What to produce:
Could you retype every line below exactly, omitting the images?

Record extracts:
──────────

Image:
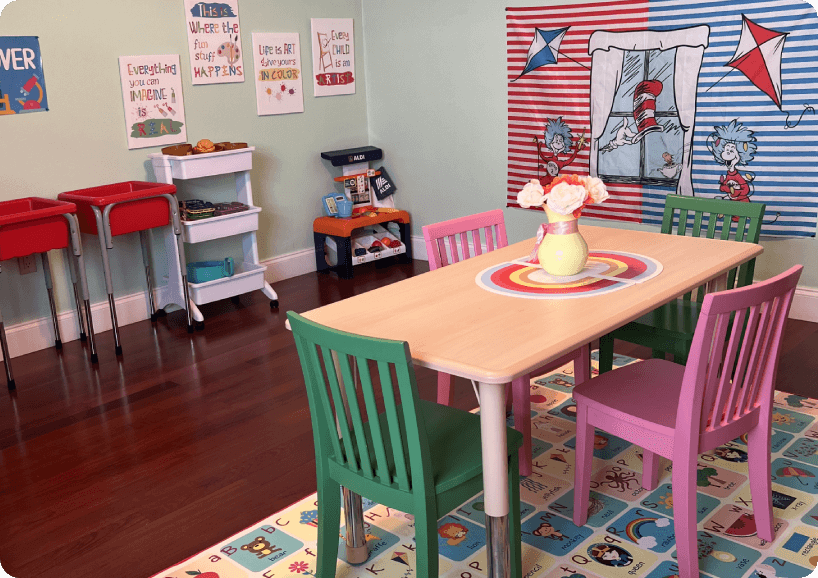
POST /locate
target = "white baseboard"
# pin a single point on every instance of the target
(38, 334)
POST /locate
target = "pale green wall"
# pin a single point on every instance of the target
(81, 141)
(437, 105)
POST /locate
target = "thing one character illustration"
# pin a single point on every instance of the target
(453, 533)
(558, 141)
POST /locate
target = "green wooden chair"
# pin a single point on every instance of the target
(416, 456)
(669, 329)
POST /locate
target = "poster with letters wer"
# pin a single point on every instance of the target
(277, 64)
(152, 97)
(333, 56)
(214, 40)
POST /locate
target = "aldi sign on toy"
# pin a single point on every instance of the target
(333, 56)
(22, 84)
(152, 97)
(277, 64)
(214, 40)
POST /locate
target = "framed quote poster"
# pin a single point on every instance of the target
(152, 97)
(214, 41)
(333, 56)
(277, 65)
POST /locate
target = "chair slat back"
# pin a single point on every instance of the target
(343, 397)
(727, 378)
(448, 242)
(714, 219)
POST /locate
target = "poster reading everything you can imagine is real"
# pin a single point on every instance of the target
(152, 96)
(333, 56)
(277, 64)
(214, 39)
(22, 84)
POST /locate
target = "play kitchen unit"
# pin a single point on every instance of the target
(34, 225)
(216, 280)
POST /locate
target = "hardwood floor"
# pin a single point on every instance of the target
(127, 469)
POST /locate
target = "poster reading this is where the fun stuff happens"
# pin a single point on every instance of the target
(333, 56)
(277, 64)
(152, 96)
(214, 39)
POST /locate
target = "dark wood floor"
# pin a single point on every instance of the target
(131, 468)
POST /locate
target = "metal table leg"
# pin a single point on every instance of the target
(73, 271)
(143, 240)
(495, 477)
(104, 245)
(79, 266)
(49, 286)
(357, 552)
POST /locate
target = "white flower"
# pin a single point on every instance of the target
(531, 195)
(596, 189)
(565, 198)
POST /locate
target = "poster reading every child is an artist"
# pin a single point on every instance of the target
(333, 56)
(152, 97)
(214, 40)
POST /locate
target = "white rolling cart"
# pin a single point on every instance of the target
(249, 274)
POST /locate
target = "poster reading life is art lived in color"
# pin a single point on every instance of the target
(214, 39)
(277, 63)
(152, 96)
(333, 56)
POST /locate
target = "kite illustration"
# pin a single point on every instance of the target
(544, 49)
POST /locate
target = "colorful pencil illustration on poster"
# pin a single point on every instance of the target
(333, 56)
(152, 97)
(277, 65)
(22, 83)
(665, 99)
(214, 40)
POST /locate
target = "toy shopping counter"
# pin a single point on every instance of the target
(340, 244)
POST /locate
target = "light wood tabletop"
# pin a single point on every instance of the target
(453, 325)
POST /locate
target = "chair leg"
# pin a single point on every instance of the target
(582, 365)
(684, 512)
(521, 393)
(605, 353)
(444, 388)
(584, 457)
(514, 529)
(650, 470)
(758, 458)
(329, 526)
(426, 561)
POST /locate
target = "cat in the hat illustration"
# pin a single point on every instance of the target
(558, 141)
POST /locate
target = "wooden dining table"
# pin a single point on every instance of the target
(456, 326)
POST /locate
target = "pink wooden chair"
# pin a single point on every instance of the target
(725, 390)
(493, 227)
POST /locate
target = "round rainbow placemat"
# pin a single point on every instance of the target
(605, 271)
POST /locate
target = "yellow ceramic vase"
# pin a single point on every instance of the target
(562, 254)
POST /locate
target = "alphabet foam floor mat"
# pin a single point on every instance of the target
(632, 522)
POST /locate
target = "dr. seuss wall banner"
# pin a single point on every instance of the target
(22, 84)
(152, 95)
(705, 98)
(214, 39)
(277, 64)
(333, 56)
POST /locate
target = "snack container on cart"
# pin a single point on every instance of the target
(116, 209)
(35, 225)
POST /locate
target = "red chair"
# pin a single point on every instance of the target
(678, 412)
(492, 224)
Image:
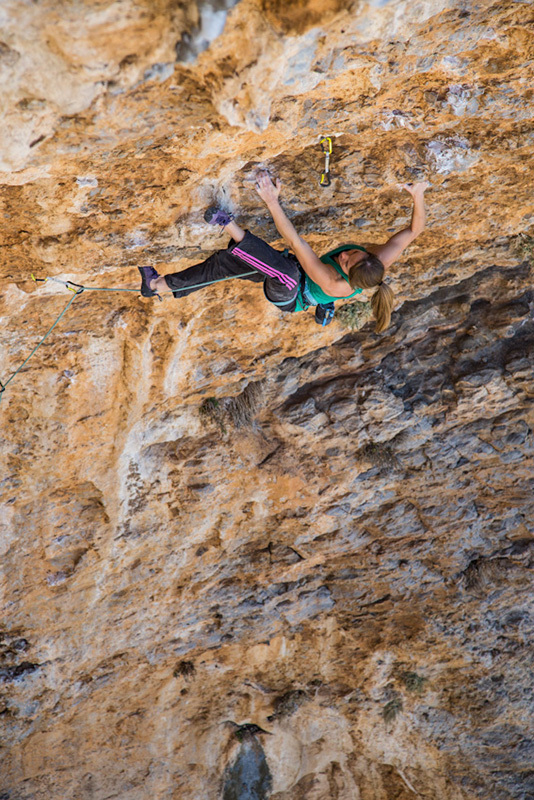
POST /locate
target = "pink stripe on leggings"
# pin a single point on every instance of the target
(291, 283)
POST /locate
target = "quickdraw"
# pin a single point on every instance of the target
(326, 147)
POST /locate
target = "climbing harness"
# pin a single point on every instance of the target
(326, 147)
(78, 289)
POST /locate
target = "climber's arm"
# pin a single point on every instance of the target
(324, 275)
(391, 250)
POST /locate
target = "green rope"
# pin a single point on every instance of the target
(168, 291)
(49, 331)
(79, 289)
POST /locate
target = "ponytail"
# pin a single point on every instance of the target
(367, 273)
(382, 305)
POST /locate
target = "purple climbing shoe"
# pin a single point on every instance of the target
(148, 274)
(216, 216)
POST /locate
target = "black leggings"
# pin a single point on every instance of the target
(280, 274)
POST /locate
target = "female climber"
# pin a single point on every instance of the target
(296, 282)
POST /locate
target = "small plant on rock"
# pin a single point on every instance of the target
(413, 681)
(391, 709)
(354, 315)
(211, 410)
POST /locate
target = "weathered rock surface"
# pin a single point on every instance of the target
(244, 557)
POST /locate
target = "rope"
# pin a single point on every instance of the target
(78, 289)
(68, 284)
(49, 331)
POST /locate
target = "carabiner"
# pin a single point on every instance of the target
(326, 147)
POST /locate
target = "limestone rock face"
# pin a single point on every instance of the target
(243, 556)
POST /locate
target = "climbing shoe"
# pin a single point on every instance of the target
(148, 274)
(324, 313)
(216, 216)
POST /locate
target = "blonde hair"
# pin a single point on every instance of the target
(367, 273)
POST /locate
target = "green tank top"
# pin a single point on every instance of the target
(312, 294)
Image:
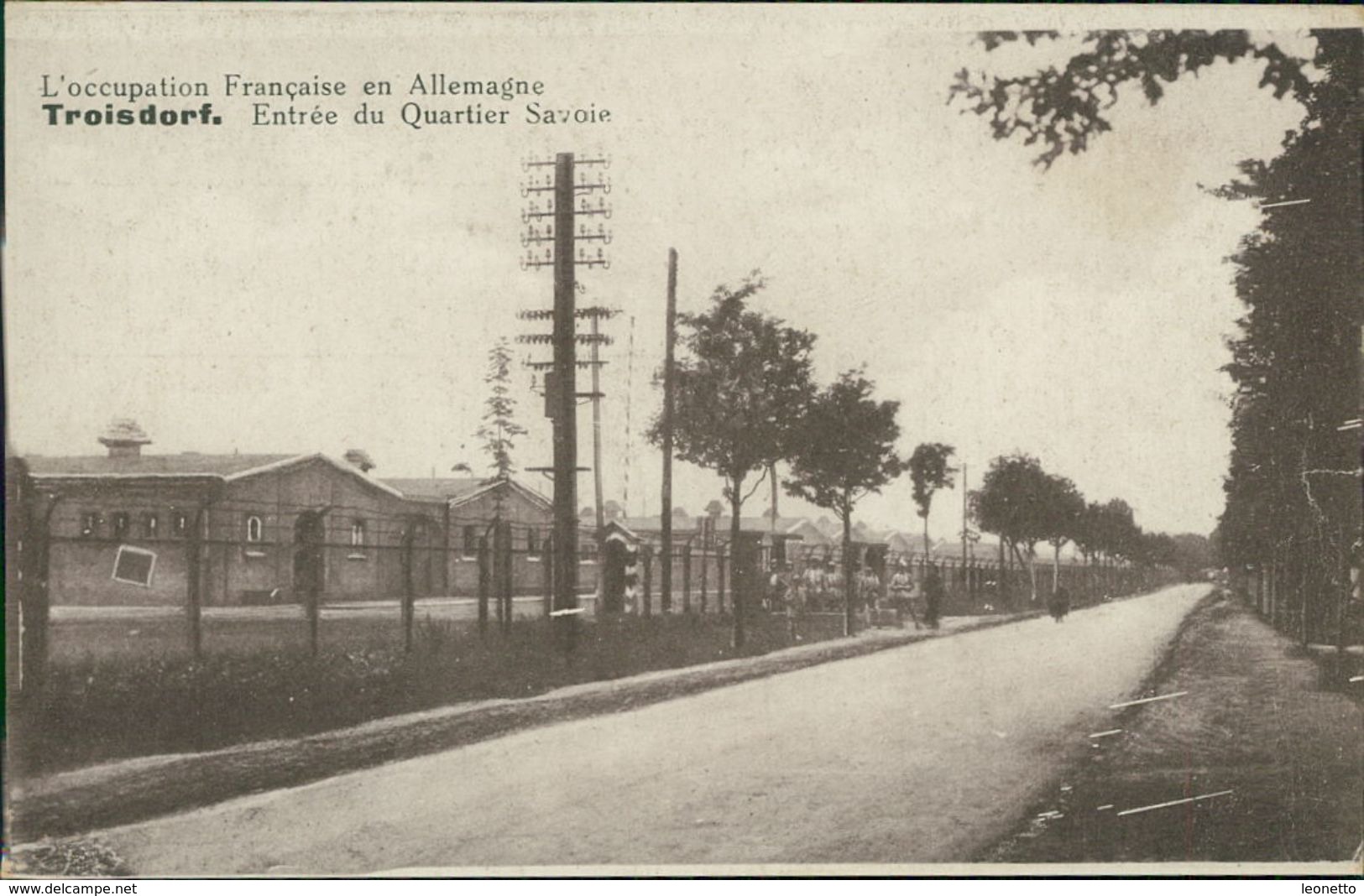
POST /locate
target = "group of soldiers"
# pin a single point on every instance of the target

──────────

Finished task:
Image:
POST /locate
target = "white baseboard"
# pin a single point on every instance of the target
(38, 334)
POST /locate
target = "pale green wall"
# pin a single point on every instance of the target
(81, 141)
(437, 105)
POST /locate
target = "thing one character illustration"
# pin a single point on every instance of the target
(453, 533)
(558, 141)
POST /locate
target = "green wooden chair"
# pin a single point on every instance of the target
(416, 456)
(669, 329)
POST /locate
target = "poster with letters wer"
# pin a single point on every instance of the target
(277, 64)
(152, 97)
(333, 56)
(214, 40)
POST /locate
target = "aldi sign on toy"
# pin a single point on every instance of the target
(333, 56)
(22, 84)
(152, 97)
(277, 64)
(214, 40)
POST /locate
target = "framed quote poster"
# pin a single point on every instance of the target
(152, 97)
(214, 41)
(333, 56)
(277, 65)
POST /locate
target = "chair slat back"
# pin a single point on every instance of the target
(343, 397)
(727, 378)
(448, 242)
(714, 219)
POST /locate
target = "poster reading everything you can imagine is real"
# pin a single point on every instance of the target
(152, 96)
(333, 56)
(277, 64)
(214, 39)
(22, 84)
POST /locate
target = "play kitchen unit"
# pin a single point on every instance of the target
(34, 225)
(216, 280)
POST /locate
target = "hardwood floor"
# pin a single point on every instance of the target
(127, 469)
POST /locate
target = "poster reading this is where the fun stuff happens"
# pin a single point on every instance of the target
(333, 56)
(277, 64)
(152, 96)
(214, 39)
POST /locate
target = "dark wood floor"
# pin a single point on every instance of the target
(131, 468)
POST /locate
target = "metal table leg"
# pin a single point on every instance of the target
(73, 271)
(143, 240)
(495, 477)
(104, 245)
(79, 266)
(49, 286)
(357, 552)
POST /locate
target = "white flower"
# pin a single point on every instance of the target
(531, 195)
(596, 189)
(565, 198)
POST /locate
target = "poster reading every child is an artist"
# pin a single point on every instance of the target
(333, 56)
(152, 97)
(214, 40)
POST /locate
target = "white rolling cart"
# pin a single point on every instance of the target
(249, 274)
POST /locate
target = "poster reading life is art lived in color"
# pin a single point on every instance of the target
(214, 39)
(277, 63)
(152, 96)
(333, 56)
POST /locate
target = "kite illustration"
# pin a single point on every instance of the target
(544, 49)
POST /locate
target = "colorful pencil illustration on poster"
# pin a single point on every instance of the target
(333, 56)
(152, 97)
(277, 65)
(22, 83)
(665, 99)
(214, 40)
POST /locate
target = "toy shopping counter"
# pin a single point on every instance of the target
(340, 244)
POST /locate
target = "light wood tabletop"
# pin a single point on every instance of the target
(453, 325)
POST /locate
target = "chair leg"
# pin a single point on every instance of the target
(582, 365)
(684, 512)
(521, 393)
(605, 353)
(444, 388)
(584, 457)
(514, 529)
(650, 470)
(758, 458)
(329, 526)
(426, 561)
POST /locate
target = "cat in the hat illustration"
# pin a single point on every instance of the target
(558, 141)
POST /locate
target = "wooden dining table"
# pin a single point on every instance of the target
(456, 326)
POST /locate
target = "pink wooden chair"
# pin a single point on every instance of the target
(725, 390)
(493, 227)
POST /locate
target = "round rainbow placemat"
# pin a single point on every instance of the target
(605, 271)
POST /locate
target = "yellow ceramic vase"
# pin a single point on every instance of the target
(562, 254)
POST /locate
target = "alphabet foam floor mat"
# pin a single point on every instance of the target
(632, 522)
POST /locate
target = "dr. seuss wall banner"
# pin a single point on every instance of the target
(22, 84)
(152, 95)
(705, 98)
(214, 39)
(277, 64)
(333, 56)
POST /locate
target = "snack container on cart"
# pin a single point on every instance of the target
(116, 209)
(35, 225)
POST /locate
target = "red chair"
# pin a single point on every instance of the target
(678, 412)
(492, 224)
Image:
POST /locate
target = "pink stripe on leggings"
# pin a single point on every instance of the target
(291, 283)
POST /locate
target = "quickdraw"
# pin a single point on every instance of the target
(326, 147)
POST /locate
target = "climbing harness"
# pin a single point on every instance of the target
(326, 147)
(78, 289)
POST /locate
target = "climber's arm"
# pin a single point on every instance of the target
(324, 275)
(391, 250)
POST /locate
target = "green rope"
# pin a single point on every instance of the target
(168, 291)
(49, 331)
(79, 289)
POST /locate
target = "ponytail"
# pin a single point on every instance of the target
(367, 273)
(382, 305)
POST /locate
target = "purple climbing shoe"
# pin a single point on every instance of the target
(148, 274)
(216, 216)
POST /locate
target = "black leggings"
# pin a single point on every instance of the target
(280, 274)
POST /locate
target = "female climber"
# pin a single point on every instance of the target
(296, 282)
POST /locate
target = "small plant on rock"
# pin a single point on every instance of the target
(413, 681)
(391, 709)
(354, 315)
(211, 410)
POST /locate
target = "weathered rock surface"
# pin a single point on every instance of the target
(244, 557)
POST /locate
target = "rope"
# pin a single point on every instance of the target
(78, 289)
(68, 284)
(49, 331)
POST /locate
target = "carabiner"
# pin a single point on every instance of the target
(326, 147)
POST /locate
target = "limestone rock face"
# pin a single point on every instance of the target
(243, 556)
POST /locate
target = "climbing shoe"
# pin a single point on every instance of the target
(148, 274)
(324, 313)
(216, 216)
POST /locate
target = "blonde hair"
# pin a single point on every instance of the target
(367, 273)
POST /locate
target = "green tank top"
# pin a single point on every instance of the target
(312, 294)
Image:
POST /locate
target = "group of soldiers"
# pin a single point on every instance of the target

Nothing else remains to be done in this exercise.